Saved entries
--------------------------------------------------
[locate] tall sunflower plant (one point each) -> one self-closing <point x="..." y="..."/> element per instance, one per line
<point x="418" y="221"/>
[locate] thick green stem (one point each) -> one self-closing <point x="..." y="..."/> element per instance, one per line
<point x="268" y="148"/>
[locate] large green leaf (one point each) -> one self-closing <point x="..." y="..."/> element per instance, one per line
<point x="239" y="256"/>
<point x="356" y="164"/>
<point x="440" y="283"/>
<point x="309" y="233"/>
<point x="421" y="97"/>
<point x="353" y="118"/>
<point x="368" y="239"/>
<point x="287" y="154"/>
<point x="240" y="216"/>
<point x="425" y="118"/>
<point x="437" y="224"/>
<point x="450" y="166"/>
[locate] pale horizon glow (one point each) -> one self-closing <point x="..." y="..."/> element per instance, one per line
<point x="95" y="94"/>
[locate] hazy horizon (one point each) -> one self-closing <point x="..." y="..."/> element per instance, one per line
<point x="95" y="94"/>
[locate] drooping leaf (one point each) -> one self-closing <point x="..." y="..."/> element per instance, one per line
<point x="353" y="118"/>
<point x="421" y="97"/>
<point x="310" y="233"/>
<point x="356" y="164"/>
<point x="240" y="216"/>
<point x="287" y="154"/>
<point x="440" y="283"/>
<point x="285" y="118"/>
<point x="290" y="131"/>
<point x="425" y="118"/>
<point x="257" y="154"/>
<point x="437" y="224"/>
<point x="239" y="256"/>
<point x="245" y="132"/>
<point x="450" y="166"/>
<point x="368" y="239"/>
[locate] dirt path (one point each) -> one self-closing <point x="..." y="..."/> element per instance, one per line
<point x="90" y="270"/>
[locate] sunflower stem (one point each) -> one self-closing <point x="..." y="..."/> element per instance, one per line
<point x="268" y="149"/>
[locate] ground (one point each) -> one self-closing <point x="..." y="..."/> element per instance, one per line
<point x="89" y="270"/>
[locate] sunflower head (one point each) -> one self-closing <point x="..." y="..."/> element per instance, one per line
--------------------------------------------------
INSTRUCTIONS TO FOLLOW
Rescale everything from the row containing "[locate] ground (one" down to the last row, requests included. Multiply each point coordinate in the answers by 2.55, round to whole numbers with halves rounded up, and leave the requests and their format samples unchanged.

EXERCISE ANSWER
[locate] ground (one point each) -> one self-closing <point x="..." y="..."/> element per instance, one per line
<point x="227" y="689"/>
[locate] sunflower head (one point each) -> one self-closing <point x="..." y="..."/> element per instance, one per line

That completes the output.